» TEXT PROVIDED:
3 Ways Westminster School Is Managing the Latest Challenges of the Pandemic
The pandemic has presented day-to-day challenges for nearly every aspect of life, and school is no exception. This has meant everything from unexpected closures to a lack of virtual teaching options at many public schools. The sheer number of students and the need to comply with state regulations continue to hinder these public schools throughout the pandemic.
Because of its small size and independent governance, Westminster School is better equipped than these large public schools to provide a safe, effective environment for learning.
The Benefits of Being an Independent School
As a private school, Westminster is able to remain agile and creative throughout this global pandemic. Being an independent school means we can make independent decisions about what’s best for our Westminster community—without having to navigate excessive bureaucratic red tape.
Because of their sheer size and the nature of their governance structure, public schools are less able to offer this flexibility. This becomes clear when you examine the numbers. For the 2020–2021 school year, Fairfax County Public Schools served 179,542 students; Westminster School currently has 225.
COVID-19 testing is just one example. Some public school districts hand out home tests to students. Given the number of students and faculty members, this is the only viable logistical option. This does, however, put the burden on the parents, and it opens up the possibility of tests being administered inaccurately or potentially not even done at all.
“We have every sympathy for public school teachers and administrators during this challenging time,” said Nancy Schuler, head of school at Westminster School. “Our ability to respond more effectively to this situation is a simple matter of numbers.”
3 Tactics to Ensure a Safe Environment at Westminster School
1. Westminster School Vaccination Event
Adhering to the idea that vaccination is the most effective safeguard against COVID-19, Westminster School was committed to the idea of getting as many students and staff members vaccinated as possible.

» DATA SECTION:

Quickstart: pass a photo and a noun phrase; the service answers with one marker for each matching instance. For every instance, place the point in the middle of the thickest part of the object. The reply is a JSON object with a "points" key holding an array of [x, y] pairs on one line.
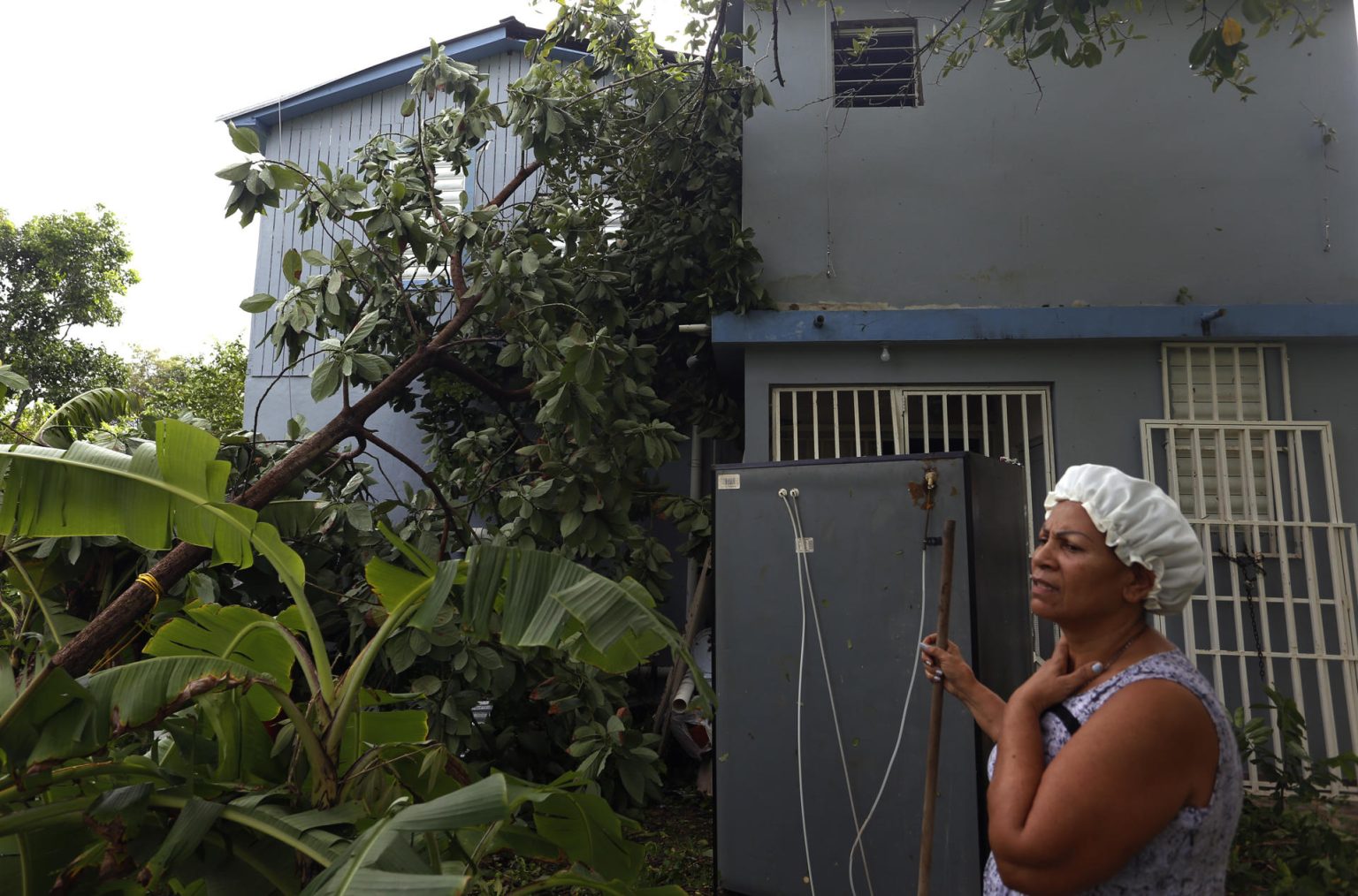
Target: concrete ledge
{"points": [[967, 324]]}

» APPLY WHAT YOU READ:
(1) Using the article on Westminster School and the pandemic, answer each question:
(a) How many students did Fairfax County Public Schools serve in the 2020–2021 school year?
(b) What position does Nancy Schuler hold?
(c) What do some public school districts hand out to students for COVID-19 testing?
(2) Decide whether each statement agrees with the article on Westminster School and the pandemic. Answer yes or no, and quote the words from the article that decide it.
(a) Westminster School currently has 225 students.
(b) Handing out home tests puts the burden on teachers.
(c) Westminster School treats vaccination as the most effective safeguard against COVID-19.

» RESPONSES FOR EACH TASK:
(1)
(a) 179,542 students.
(b) Head of school at Westminster School.
(c) Home tests.

(2)
(a) Yes: "Westminster School currently has 225."
(b) No: "This does, however, put the burden on the parents"
(c) Yes: "Adhering to the idea that vaccination is the most effective safeguard against COVID-19"